> _EXERCISE INSTRUCTIONS_
Copy every one of the records below word for word, but leave the pictures out of your copy.

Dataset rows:
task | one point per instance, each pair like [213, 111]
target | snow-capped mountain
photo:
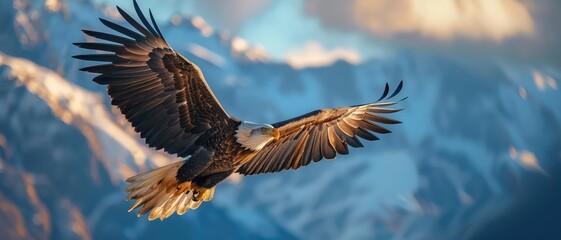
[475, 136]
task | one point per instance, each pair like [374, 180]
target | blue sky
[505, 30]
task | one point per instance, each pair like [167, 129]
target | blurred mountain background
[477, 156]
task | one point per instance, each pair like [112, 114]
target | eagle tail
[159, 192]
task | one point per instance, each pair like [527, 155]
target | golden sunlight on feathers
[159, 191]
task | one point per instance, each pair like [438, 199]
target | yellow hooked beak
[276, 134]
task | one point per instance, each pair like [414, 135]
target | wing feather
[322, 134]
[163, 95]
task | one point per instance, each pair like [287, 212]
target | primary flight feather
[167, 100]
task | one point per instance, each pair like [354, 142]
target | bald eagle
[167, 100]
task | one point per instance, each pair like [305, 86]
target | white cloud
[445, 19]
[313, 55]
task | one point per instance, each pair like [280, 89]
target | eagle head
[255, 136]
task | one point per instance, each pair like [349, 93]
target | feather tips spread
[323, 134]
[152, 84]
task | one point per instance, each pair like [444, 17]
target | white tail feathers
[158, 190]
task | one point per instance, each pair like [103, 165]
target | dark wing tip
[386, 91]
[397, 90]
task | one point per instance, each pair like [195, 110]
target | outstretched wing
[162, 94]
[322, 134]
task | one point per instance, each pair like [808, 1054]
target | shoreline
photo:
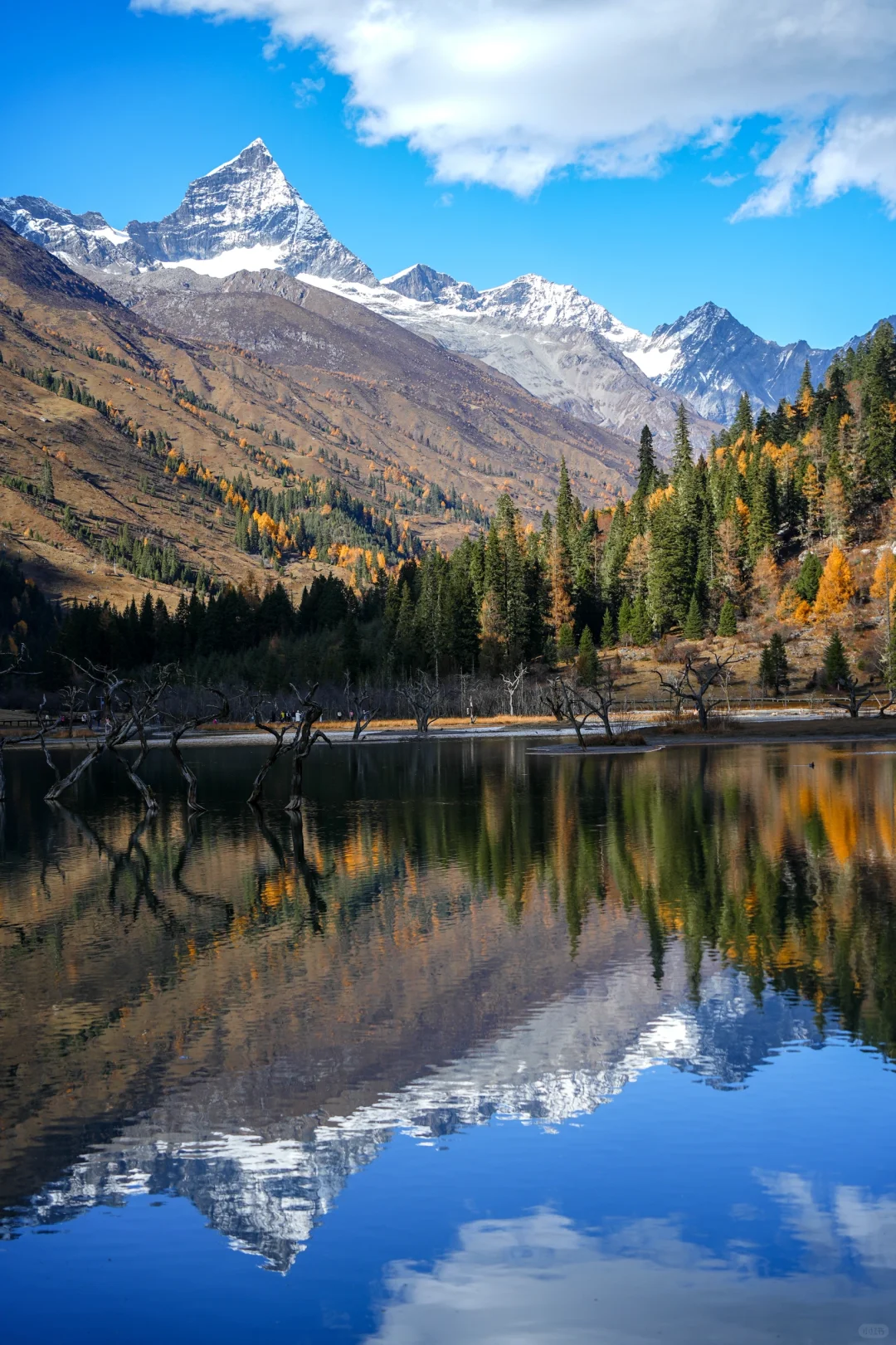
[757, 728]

> _EXERCISE OUTPUT_
task | one point per instance, each pair like [213, 111]
target | snow-capped mountain
photo:
[475, 136]
task | one point per instance, each pair like [374, 180]
target | blue sky
[505, 30]
task | one point per instance, each pair like [167, 129]
target | blurred mountain background
[477, 156]
task | one point per instance, each pair like [112, 114]
target | eagle tail
[159, 192]
task | one point per instance, each pair like [527, 155]
target | golden sunlight on feathers
[159, 191]
task | one point per instance, each pair like [438, 199]
target | yellow hooked beak
[276, 134]
task | one point per instance, each pair like [414, 135]
target | wing feather
[322, 134]
[163, 95]
task | one point per instance, each pair like [287, 212]
target | primary flight feather
[167, 100]
task | one point per instance, each pair like [354, 142]
target | bald eagle
[167, 100]
task | one point per instance, each pair like [305, 86]
target | white cloud
[445, 19]
[313, 55]
task | one point per instance, each pair like [280, 89]
target | eagle head
[255, 136]
task | one point per instance, each pair like [349, 93]
target | feather tips spread
[323, 134]
[152, 84]
task | one point per instance, each pair like [444, 17]
target | white tail feathers
[158, 190]
task | one point per instance, each pair like [103, 165]
target | dark wing tip
[386, 91]
[397, 90]
task | one point per instance, each pair like [195, 110]
target | outstretched wing
[162, 94]
[322, 134]
task | one point per instance, each pair like [808, 1054]
target | shoreline
photo:
[757, 728]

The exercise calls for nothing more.